_PROVIDED PASSAGE:_
────────

To purchase a copy

Title: High Up in the Rolling Hills
Author: Peter Finch


Category: Biography, memoir, manifesto, sustainable living
Format: Trade paperback, hardcover, ebook
Publication Date: April, 2013
Pages: 204
Recommended Price: $17.95 softcover, $27.95 hardcover, $9.95 pdf
Trim: 8.5 x 5.5 inches
Available from: iUniverse; Amazon in Canada, United States, United Kingdom, France, Germany, Spain, Italy, Japan, Brazil; Barnes & Noble; Borders; Chapters Indigo in Canada
First Print Run: On demand (with iUniverse on-demand capabilities, there is never an out-of-stock situation)

Saturday 11 January 2014

Creative Time

Recent screenshot from my Pinterest page, www.pinterest.com/peterfinch/

It is off-season on the farm, a time for creative pursuits like reading, researching and writing. I have spent quite some hours recently - through the bone-chilling weather outside, toasty by the woodstove inside - delving into some themes that fascinate and inspire me. The media by which I have made these explorations are two-fold: books in print and Pinterest. That may sound like going from the sublime to the ridiculous, but both channels have been highly rewarding.

In books, I have been taking in There is a Season by Patrick Lane, The Old Ways by Robert Macfarlane, The Inconvenient Indian by Thomas King, Secrets of the Soil by Peter Tompkins and Christopher Bird, Grass, The Forgiveness of Nature by Charles Walters, The Real Crash by Peter D. Schiff, The Farm as Ecosystem by Jerry Brunetti, Flight Behavior by Barbara Kingsolver, earth works by Scott Russell Sanders, An Epidemic of Absence by Moises Velasquez-Manoff. I have been thoroughly captivated by them all.

On Pinterest, I have developed several boards of interest - Magical Places, Magical Foods, Magical Plants, Health Naturally, Art & Sculpture, Home is Where the Heart is, Green Heroes. I like the format of Pinterest; it draws the viewer in via the image, following up by opening worlds of words, detailed analysis and so deeper meaning through web links.

You can find boards from my Pinterest page that are pertinent to this blog here:

Monday 6 January 2014

Brady, the frog

Brady & a frog

I woke up this morning from a vivid dream:

Gundi and I wanted to take our grandson Brady for a walk. We left the house, which was like our home on Fallsview in Dundas and went outside, which was like the waterfront at Port Alberni. As Brady was walking ahead of us, he suddenly turned into a frog. We couldn’t believe it. Before we knew it, he hopped off and disappeared. As we were scratching our heads, wondering what to do, Andrea, Brady’s mother, came out and said: “We’ve been looking out of the window and we’re worried about Brady. Where is he?”

────────

_CHALLENGE A:_ According to the blog page, which two media did the writer use for explorations during the off-season on the farm?
The entries that follow bear no relation to the blog page.

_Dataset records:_
────────

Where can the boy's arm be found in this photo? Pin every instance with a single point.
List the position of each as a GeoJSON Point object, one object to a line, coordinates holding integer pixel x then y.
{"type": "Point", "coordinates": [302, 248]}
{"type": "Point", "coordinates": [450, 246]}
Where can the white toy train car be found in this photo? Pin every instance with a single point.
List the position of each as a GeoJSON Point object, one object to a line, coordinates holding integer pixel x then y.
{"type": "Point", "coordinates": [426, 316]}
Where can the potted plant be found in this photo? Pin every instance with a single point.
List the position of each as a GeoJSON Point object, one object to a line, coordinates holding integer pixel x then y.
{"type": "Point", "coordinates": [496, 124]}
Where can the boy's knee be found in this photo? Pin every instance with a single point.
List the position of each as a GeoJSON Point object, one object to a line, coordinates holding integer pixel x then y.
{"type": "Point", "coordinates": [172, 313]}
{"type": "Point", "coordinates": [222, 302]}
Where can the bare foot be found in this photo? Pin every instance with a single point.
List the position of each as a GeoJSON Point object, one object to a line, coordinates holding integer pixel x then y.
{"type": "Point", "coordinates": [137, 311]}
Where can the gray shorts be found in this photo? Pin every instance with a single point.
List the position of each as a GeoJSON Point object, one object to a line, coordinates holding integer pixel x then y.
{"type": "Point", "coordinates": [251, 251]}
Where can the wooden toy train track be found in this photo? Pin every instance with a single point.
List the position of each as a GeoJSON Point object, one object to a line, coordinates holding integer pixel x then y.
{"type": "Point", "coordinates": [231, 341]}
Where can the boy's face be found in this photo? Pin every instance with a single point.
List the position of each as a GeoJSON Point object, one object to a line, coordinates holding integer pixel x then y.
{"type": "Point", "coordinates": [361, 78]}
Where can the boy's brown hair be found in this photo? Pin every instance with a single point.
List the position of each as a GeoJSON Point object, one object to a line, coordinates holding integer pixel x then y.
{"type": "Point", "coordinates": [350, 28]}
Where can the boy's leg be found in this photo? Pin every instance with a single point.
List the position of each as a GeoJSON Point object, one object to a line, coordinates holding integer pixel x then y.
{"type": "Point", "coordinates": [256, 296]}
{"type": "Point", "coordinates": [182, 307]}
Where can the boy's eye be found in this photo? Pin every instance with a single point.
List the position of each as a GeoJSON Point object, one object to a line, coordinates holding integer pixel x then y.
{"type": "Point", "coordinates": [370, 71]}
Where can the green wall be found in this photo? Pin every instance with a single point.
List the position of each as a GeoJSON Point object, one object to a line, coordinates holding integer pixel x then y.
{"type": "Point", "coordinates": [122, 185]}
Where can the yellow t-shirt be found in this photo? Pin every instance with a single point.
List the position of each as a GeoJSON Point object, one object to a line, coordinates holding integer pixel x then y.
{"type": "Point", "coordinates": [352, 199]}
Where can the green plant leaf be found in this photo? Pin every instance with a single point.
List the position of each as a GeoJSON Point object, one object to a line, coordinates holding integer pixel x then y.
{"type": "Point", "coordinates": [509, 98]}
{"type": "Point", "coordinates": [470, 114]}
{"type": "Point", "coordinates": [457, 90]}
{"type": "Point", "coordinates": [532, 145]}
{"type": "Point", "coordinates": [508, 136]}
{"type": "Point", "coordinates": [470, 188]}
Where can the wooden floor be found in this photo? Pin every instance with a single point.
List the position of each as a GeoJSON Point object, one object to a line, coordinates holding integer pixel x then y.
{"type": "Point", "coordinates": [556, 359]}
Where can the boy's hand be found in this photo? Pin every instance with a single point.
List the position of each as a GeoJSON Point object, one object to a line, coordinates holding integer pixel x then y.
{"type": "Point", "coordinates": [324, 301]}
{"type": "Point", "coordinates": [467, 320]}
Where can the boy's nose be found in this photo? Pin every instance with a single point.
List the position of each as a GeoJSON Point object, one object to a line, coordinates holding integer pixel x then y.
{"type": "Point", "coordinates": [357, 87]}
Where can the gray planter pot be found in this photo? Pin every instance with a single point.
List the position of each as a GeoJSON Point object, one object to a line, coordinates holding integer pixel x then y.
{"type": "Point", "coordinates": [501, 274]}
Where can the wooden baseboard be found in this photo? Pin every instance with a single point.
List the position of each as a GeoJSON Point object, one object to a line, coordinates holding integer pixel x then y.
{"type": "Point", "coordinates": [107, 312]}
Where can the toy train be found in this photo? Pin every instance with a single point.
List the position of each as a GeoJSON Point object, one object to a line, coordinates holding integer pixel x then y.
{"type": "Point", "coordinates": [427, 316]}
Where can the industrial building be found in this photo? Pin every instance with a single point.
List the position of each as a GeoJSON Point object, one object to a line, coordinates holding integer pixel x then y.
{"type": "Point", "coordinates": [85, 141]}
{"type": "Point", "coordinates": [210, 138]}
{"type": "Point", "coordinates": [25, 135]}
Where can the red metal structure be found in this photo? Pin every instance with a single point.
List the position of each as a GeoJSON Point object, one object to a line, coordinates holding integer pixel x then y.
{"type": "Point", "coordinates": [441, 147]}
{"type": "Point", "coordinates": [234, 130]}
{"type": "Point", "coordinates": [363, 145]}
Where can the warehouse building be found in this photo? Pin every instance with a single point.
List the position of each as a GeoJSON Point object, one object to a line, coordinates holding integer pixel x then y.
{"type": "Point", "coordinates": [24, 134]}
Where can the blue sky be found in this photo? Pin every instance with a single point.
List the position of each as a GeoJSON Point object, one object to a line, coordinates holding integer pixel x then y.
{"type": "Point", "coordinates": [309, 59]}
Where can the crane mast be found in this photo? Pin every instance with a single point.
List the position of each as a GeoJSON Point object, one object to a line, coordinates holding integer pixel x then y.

────────

_CHALLENGE B:_ Reproduce the entries verbatim, beginning with the line that contains "Where can the industrial" and continuing down through the final line of the entries.

_RESPONSE A:_ Books in print and Pinterest.

_RESPONSE B:_
Where can the industrial building be found in this photo? Pin every instance with a single point.
List the position of each as a GeoJSON Point object, one object to a line, coordinates holding integer pixel x then y.
{"type": "Point", "coordinates": [85, 141]}
{"type": "Point", "coordinates": [210, 138]}
{"type": "Point", "coordinates": [25, 135]}
Where can the red metal structure be found in this photo? Pin every instance with a single point.
List the position of each as a GeoJSON Point object, one object to a line, coordinates holding integer pixel x then y.
{"type": "Point", "coordinates": [441, 147]}
{"type": "Point", "coordinates": [234, 130]}
{"type": "Point", "coordinates": [363, 145]}
Where can the warehouse building be found in this photo? Pin every instance with a single point.
List the position of each as a GeoJSON Point object, one object to a line, coordinates holding integer pixel x then y.
{"type": "Point", "coordinates": [24, 134]}
Where can the blue sky be found in this photo? Pin every instance with a single point.
List the position of each as a GeoJSON Point object, one object to a line, coordinates holding integer pixel x then y.
{"type": "Point", "coordinates": [309, 59]}
Where can the crane mast be found in this photo? Pin every instance with a single point.
List the position of each as a GeoJSON Point object, one object to a line, coordinates holding integer pixel x then y.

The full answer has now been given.